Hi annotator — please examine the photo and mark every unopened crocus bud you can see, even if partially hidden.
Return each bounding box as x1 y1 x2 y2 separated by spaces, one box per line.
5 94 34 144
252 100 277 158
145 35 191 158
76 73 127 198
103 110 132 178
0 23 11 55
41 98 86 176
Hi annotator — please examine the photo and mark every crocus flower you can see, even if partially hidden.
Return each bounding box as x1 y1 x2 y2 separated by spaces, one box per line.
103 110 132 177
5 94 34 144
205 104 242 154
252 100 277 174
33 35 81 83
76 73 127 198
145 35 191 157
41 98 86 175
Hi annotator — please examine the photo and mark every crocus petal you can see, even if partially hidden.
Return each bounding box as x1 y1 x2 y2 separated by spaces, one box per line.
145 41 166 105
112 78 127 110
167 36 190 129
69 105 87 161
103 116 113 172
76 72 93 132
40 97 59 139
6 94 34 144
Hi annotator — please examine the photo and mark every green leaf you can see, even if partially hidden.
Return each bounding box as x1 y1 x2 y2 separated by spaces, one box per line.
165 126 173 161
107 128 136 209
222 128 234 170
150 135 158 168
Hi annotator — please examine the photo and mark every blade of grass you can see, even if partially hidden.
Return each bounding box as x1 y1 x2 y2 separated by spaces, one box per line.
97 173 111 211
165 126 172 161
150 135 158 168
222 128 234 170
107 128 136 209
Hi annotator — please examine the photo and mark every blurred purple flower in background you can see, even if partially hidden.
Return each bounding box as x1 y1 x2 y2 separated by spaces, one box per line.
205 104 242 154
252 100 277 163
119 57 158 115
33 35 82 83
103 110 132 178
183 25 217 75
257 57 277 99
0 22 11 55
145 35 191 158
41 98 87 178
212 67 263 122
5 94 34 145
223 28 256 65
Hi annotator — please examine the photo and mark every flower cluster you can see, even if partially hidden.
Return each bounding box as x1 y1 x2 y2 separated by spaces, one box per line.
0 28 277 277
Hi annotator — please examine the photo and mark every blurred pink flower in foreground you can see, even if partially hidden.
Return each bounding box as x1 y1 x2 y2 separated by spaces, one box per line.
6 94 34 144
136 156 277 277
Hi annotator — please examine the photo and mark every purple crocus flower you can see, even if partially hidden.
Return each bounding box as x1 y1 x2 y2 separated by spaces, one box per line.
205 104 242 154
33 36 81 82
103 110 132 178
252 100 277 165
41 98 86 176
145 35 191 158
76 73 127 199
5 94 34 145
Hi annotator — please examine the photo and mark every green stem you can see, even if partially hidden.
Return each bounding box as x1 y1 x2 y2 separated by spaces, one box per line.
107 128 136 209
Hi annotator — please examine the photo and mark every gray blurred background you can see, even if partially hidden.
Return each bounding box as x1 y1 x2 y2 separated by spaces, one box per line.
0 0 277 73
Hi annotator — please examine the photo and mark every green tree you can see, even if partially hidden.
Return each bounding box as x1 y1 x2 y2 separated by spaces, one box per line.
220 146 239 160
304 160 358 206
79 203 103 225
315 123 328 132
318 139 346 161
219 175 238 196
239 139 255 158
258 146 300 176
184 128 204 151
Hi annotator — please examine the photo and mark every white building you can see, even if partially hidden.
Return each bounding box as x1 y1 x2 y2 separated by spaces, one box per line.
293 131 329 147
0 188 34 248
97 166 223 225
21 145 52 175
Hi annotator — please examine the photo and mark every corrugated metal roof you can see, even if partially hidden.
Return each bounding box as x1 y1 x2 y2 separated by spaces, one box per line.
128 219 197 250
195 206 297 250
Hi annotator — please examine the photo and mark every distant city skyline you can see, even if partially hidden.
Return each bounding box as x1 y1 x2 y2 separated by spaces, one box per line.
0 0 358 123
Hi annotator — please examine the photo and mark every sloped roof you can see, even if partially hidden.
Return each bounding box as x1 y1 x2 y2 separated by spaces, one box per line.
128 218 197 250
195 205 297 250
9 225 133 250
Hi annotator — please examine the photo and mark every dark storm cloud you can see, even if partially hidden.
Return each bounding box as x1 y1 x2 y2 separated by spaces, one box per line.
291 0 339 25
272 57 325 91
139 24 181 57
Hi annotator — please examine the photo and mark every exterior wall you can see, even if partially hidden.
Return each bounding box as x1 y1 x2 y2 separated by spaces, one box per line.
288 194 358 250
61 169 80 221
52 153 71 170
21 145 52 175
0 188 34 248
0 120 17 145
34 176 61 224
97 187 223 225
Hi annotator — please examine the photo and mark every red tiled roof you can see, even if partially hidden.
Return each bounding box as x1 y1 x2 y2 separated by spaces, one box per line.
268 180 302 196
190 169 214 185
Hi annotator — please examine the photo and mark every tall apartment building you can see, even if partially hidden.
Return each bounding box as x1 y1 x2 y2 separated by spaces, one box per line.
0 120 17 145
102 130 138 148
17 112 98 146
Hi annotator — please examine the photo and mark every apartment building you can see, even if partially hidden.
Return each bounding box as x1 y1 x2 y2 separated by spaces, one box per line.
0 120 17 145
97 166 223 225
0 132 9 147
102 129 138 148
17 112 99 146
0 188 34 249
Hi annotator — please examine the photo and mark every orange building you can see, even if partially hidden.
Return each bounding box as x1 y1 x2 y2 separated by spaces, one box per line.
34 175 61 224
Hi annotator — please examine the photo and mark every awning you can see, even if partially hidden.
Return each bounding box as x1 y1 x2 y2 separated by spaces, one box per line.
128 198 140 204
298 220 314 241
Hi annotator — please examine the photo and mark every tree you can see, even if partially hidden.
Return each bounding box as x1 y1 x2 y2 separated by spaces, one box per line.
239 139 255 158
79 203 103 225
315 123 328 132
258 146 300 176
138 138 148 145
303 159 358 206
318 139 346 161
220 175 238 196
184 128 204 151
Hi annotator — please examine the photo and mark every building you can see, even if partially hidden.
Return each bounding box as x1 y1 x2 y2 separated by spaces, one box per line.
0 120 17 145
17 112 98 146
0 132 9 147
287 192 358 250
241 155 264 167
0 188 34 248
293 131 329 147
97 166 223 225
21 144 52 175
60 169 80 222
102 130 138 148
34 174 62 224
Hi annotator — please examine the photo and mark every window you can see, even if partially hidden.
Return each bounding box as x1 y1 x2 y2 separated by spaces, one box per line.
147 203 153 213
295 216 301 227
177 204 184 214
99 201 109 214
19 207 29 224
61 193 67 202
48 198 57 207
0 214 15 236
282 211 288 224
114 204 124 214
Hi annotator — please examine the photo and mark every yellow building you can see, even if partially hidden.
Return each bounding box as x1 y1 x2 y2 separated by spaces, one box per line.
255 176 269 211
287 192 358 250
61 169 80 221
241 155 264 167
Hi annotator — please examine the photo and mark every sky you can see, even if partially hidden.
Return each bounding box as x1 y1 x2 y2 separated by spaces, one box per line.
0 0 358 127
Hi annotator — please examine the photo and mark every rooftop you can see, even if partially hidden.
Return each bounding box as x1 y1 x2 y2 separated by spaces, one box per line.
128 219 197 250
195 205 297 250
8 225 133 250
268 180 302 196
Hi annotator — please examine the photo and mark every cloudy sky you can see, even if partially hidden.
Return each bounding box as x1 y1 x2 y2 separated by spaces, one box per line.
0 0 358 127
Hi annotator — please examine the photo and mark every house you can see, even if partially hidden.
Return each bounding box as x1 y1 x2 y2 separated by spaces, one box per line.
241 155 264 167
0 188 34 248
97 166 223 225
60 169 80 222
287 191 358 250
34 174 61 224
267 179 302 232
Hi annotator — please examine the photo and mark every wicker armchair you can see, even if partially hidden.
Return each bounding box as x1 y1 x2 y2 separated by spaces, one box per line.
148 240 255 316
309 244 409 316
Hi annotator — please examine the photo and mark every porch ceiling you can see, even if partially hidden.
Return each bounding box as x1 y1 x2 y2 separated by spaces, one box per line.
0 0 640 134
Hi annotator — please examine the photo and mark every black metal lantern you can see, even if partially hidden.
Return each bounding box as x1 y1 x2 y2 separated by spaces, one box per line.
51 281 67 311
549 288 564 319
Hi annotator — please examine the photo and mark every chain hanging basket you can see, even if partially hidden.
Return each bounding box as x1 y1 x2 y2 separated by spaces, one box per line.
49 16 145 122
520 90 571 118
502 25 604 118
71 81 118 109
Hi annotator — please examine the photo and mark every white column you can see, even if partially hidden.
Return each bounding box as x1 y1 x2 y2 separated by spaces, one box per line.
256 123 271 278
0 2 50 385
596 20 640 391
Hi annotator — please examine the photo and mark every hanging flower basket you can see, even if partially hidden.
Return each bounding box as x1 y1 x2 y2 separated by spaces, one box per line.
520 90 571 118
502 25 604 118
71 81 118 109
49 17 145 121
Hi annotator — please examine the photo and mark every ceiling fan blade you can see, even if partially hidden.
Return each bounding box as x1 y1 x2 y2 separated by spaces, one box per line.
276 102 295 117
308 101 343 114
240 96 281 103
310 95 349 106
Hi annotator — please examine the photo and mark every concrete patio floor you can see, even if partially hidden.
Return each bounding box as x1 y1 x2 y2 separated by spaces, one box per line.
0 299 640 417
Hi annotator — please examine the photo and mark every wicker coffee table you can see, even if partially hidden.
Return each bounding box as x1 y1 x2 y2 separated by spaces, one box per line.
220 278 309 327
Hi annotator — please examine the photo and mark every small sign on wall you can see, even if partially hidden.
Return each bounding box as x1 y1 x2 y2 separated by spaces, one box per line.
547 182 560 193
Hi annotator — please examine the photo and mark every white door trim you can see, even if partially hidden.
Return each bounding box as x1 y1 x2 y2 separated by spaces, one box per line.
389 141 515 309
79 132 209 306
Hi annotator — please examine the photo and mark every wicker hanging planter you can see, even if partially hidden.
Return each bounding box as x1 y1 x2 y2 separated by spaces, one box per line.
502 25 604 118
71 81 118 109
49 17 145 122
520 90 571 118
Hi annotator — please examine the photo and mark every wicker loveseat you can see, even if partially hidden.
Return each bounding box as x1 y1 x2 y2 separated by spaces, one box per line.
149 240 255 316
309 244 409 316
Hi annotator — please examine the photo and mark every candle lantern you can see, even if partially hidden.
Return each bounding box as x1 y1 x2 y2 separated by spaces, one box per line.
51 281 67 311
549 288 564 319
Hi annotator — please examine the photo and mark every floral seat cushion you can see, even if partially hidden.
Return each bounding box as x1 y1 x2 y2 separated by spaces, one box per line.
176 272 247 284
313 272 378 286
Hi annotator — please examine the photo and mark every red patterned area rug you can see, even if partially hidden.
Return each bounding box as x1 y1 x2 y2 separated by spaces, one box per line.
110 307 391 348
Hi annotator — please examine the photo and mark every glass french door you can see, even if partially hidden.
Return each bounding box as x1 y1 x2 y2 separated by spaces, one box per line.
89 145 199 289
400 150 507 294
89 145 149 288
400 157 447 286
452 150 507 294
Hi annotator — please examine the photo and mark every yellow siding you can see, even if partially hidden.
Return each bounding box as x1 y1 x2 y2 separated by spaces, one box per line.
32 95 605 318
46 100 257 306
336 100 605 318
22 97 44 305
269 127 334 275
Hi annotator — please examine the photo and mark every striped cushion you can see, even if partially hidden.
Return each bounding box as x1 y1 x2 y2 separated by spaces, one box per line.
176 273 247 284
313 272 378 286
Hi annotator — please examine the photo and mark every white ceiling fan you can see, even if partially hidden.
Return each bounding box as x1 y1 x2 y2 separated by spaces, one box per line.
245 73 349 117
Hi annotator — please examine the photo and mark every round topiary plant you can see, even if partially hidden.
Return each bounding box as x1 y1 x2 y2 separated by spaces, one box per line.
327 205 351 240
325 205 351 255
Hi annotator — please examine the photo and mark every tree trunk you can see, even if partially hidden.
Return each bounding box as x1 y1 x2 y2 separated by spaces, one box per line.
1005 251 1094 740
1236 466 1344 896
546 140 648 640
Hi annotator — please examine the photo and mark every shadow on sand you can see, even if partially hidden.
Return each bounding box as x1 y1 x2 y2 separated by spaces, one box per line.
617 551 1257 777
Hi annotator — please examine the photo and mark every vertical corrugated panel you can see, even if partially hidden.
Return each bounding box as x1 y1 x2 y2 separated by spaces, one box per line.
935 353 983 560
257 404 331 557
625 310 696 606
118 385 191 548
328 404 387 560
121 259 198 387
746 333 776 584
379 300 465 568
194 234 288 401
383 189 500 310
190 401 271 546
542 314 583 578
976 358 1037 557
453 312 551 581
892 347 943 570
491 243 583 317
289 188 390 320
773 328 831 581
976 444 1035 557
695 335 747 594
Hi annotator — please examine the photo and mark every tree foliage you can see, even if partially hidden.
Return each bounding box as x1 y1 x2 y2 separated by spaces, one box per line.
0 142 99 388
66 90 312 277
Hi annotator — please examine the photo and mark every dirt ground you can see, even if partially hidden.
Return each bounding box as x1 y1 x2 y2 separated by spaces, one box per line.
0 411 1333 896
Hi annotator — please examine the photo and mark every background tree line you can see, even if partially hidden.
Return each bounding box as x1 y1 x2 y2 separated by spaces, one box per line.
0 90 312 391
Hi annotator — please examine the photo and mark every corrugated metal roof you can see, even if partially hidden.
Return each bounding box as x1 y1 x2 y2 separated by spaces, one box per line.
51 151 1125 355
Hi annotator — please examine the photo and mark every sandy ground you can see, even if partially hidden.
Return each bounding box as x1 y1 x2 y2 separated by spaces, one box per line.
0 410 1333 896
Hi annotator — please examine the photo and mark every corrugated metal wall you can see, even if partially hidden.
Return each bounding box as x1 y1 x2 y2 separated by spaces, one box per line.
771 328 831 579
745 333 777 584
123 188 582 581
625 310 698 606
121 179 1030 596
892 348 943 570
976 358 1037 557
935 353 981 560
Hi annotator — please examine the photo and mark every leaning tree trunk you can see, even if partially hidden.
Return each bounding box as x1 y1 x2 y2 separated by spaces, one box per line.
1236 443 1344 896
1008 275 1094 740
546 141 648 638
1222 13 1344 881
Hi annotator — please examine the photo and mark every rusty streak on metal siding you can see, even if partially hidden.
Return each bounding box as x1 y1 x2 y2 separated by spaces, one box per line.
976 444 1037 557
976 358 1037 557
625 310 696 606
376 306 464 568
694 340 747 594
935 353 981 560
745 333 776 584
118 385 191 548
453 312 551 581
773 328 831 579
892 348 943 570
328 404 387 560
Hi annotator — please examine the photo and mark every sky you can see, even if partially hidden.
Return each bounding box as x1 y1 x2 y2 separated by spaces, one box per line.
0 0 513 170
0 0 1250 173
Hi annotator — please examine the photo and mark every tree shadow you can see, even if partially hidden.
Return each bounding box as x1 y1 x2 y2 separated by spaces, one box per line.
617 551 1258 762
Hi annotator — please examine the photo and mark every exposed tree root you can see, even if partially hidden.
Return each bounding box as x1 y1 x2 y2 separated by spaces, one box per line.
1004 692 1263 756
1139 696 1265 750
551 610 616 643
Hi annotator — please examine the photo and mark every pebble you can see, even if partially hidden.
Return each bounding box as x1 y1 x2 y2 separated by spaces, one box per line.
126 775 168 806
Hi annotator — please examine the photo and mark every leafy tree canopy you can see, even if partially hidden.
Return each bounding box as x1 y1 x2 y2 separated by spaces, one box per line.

* * *

**Exercise details:**
Rewrite the items from the line containing "corrugated metal wall" through the line containing "1222 13 1344 881", replacing "leaning" with "tilted" and leaving everything else unchanged.

**Result of this exercise:**
Hi annotator — please examine the photo and mark every corrugated metal wall you can see, even if partially hidden.
Return each bounding box as x1 y1 x2 y2 separated by spaces, one box per line.
771 328 831 579
745 333 777 584
123 188 582 581
625 310 698 606
121 179 1030 596
892 348 943 570
976 358 1037 557
935 353 981 560
Hi annotator — please examine the photo and mark every tilted tree trunk you can see, even if partially hidden.
Return each bounding box as x1 y1 x2 y2 separated by spaces, one box per line.
1236 443 1344 896
1008 275 1094 740
546 141 648 638
1222 13 1344 881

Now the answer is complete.